Data items
..........

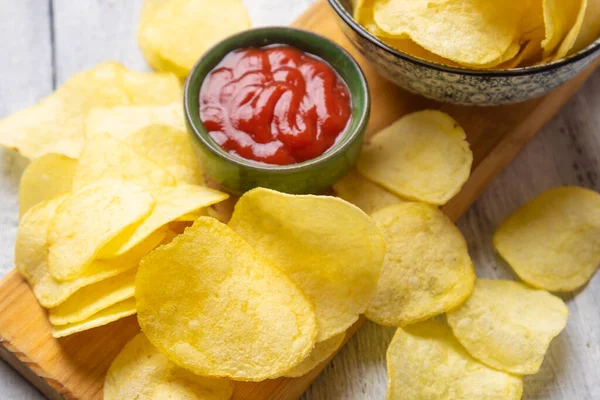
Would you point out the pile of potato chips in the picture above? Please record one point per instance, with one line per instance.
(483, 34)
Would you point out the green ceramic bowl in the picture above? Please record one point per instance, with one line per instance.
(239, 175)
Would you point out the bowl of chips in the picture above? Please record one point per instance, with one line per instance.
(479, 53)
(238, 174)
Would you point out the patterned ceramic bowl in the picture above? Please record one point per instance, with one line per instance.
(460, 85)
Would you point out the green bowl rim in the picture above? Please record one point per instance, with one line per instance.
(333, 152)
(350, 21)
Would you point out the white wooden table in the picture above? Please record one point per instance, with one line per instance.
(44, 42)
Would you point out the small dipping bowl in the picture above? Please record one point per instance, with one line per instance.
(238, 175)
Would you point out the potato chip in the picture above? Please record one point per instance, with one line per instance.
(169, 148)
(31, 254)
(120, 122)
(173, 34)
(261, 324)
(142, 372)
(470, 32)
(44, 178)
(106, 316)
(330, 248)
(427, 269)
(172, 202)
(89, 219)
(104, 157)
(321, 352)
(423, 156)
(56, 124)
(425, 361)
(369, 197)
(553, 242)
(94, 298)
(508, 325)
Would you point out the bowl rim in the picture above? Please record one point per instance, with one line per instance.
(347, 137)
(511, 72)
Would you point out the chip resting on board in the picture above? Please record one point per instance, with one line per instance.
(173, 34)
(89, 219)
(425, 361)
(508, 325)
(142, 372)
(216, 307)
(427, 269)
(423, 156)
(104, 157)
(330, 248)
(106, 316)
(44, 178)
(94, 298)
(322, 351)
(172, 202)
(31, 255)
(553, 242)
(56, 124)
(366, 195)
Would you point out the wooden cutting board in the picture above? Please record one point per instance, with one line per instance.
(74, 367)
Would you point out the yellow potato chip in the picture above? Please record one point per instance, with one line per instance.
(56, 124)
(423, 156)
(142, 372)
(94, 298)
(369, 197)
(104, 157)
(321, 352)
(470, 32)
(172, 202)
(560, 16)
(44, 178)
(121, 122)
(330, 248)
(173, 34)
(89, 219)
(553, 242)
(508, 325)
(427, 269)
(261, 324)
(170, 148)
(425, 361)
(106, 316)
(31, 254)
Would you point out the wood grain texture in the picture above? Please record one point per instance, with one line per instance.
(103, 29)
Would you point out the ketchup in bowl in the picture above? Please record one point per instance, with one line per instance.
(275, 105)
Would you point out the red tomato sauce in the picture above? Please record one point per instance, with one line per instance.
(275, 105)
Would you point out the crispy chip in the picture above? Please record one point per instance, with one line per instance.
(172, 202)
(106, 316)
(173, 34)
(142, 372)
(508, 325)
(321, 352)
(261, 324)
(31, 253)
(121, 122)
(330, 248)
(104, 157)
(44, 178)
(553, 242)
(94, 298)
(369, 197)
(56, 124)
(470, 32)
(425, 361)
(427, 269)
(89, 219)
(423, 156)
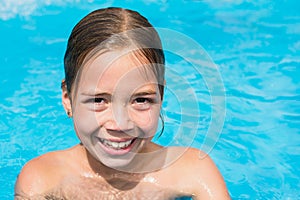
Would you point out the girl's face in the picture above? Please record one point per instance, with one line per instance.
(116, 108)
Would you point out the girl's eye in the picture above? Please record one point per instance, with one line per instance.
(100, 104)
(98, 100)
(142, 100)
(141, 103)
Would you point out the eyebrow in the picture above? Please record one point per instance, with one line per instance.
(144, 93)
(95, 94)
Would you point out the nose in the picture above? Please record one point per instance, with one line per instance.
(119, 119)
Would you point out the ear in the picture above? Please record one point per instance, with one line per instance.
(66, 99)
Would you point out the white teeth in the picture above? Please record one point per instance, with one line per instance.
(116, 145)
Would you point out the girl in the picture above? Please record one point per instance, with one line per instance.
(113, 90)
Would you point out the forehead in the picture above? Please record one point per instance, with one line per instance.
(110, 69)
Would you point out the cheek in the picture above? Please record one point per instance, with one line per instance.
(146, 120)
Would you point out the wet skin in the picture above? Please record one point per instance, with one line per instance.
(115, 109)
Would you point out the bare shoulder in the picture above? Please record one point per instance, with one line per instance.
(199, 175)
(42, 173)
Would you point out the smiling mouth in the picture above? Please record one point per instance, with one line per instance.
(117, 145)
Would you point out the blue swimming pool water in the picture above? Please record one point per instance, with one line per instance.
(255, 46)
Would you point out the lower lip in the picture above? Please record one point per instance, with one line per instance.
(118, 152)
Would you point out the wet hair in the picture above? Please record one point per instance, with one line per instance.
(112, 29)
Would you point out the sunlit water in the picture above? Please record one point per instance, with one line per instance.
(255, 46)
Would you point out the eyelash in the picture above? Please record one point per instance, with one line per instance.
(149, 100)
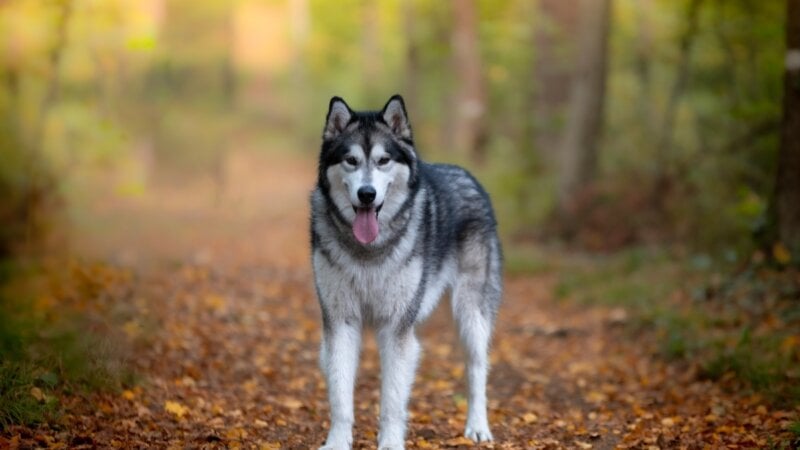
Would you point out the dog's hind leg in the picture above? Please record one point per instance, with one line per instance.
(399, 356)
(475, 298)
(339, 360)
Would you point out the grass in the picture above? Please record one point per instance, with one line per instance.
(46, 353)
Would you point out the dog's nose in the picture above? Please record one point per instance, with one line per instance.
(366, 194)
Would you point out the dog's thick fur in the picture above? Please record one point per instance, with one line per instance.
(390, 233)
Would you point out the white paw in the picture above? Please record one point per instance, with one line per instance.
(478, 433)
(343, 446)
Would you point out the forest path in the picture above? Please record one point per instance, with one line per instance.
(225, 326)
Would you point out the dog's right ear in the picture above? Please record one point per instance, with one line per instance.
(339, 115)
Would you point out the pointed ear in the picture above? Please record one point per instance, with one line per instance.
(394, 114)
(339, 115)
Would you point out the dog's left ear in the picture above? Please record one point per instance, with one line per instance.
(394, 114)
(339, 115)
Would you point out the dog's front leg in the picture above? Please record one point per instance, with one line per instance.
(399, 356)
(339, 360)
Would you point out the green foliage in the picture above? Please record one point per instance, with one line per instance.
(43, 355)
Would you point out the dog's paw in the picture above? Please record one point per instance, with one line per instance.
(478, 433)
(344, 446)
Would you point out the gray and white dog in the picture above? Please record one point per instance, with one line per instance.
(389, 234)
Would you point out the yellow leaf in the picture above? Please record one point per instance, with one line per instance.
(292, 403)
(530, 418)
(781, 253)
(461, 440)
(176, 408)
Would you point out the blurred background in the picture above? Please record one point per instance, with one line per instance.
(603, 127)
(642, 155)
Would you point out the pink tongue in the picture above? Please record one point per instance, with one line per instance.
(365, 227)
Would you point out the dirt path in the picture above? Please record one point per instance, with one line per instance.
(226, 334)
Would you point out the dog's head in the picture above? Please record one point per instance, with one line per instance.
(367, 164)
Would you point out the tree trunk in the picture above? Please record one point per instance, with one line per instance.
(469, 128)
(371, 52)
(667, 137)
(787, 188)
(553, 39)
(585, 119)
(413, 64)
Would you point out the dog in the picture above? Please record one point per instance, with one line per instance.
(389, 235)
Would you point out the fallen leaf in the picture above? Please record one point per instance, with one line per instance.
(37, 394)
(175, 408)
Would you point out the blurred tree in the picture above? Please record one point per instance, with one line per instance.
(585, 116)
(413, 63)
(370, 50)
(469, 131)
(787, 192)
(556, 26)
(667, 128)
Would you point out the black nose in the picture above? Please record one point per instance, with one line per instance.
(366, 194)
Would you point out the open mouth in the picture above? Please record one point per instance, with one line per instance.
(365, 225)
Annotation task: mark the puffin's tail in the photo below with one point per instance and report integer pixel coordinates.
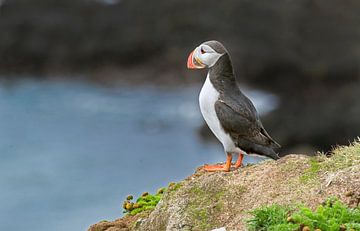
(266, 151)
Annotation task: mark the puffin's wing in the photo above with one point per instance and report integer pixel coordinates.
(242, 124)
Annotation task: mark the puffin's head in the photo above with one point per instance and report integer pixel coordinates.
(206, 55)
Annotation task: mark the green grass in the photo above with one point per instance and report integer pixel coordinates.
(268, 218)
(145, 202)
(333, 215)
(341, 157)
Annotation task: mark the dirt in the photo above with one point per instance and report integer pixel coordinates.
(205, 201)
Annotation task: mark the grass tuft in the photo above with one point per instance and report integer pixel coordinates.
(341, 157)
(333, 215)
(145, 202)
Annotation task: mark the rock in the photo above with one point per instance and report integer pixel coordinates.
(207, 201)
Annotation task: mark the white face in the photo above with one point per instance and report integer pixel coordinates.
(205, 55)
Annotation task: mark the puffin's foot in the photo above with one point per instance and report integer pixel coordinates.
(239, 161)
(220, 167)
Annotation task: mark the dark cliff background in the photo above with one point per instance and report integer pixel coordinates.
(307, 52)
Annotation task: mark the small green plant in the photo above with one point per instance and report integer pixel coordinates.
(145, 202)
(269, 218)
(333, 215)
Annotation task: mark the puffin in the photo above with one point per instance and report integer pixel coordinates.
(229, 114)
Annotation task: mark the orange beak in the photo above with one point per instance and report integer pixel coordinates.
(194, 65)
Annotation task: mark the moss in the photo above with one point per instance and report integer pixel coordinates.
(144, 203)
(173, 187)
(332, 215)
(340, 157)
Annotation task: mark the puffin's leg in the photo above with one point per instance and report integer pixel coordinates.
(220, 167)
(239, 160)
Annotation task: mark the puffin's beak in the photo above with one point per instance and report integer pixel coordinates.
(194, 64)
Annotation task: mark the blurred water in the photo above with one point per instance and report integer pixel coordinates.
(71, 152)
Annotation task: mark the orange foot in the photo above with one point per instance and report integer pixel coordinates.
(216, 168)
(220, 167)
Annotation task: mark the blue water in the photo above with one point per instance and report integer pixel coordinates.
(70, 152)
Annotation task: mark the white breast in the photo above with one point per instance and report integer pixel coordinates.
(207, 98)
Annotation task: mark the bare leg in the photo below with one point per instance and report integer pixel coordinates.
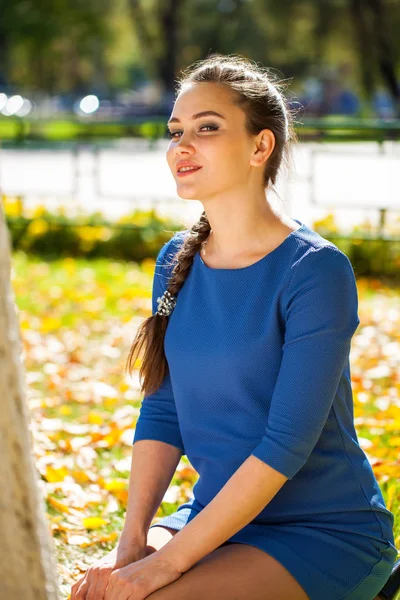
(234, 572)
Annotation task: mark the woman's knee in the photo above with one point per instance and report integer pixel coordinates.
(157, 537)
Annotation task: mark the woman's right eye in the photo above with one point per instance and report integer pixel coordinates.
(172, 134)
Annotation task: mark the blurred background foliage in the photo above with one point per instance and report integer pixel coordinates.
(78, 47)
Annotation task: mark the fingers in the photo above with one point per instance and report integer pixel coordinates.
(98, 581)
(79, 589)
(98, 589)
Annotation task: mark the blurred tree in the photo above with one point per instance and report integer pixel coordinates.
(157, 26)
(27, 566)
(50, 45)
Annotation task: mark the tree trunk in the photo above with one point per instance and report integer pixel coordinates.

..........

▶ _INSTRUCTIONS FOR THE TASK_
Return verbatim every line from the line containing "Annotation task: mark the blurred water" to the last line of the entries above, inclusive, and leave out the pictures.

▶ _REPLY TO THE TASK_
Annotation task: mark the blurred water in the photo above with one point per instance and report integer pixel coordinates.
(71, 152)
Annotation task: mark the orange foot in the photo above with one point per instance and report integer pixel coordinates.
(216, 168)
(220, 167)
Annotation task: mark the blue water in the photo above with one point per instance and report integer pixel coordinates.
(70, 152)
Annotation task: mark the white breast in the photo above with one point per instance and report integer pixel coordinates.
(207, 98)
Annotation task: mark the bare leg in the photo below with one point per instance and report integer pixel coordinates.
(234, 572)
Annotation task: mark the woman's knee in the photo above with one point per instance and report integer pixel coordinates.
(157, 537)
Annotation task: mark the woman's right eye in the photo above with one point per instance and report integer pixel coordinates.
(172, 134)
Annotation task: mark the blurred background foliage in the photo above with one point per instance and report integer pixel coordinates.
(78, 47)
Annotation task: mark the fingers in the photo above with one point per instance and report integer pixel coordinates.
(98, 581)
(79, 589)
(98, 589)
Annotation task: mark the blurred tree in the photo above with one point per instance and report integer pixel coordinates.
(157, 26)
(27, 566)
(50, 45)
Annotation task: mark the tree trunk in the photo above with one point per instance and report integer pixel coordinates.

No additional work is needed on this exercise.